── Input data
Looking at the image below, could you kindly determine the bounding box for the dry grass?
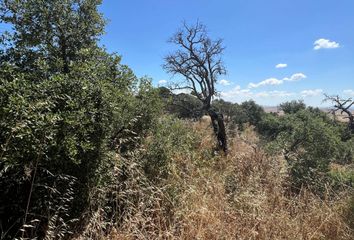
[81,121,354,239]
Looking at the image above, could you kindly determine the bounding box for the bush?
[260,110,341,191]
[279,100,306,114]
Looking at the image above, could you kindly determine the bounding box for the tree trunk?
[208,109,227,153]
[349,115,354,134]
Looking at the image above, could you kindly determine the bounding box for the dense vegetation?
[0,0,354,239]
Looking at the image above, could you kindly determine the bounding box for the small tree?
[163,22,227,152]
[324,95,354,134]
────
*Short problem*
Please report every line of the records above that contains the string "image", copying each such line in full. Match case exactly.

*Answer to the task*
Looking at the image below, could you kindly determine the bounding box for the dry grass?
Looking at the image above, could you kindly determine the bounding box for the bush?
Looking at the image above, could you kindly determine the bounding box for the tree trunk?
Looking at the image above, could you kindly determine the bounding box for the dense vegetation?
Looking at the image above, could you kindly determine the bounding box for the small tree?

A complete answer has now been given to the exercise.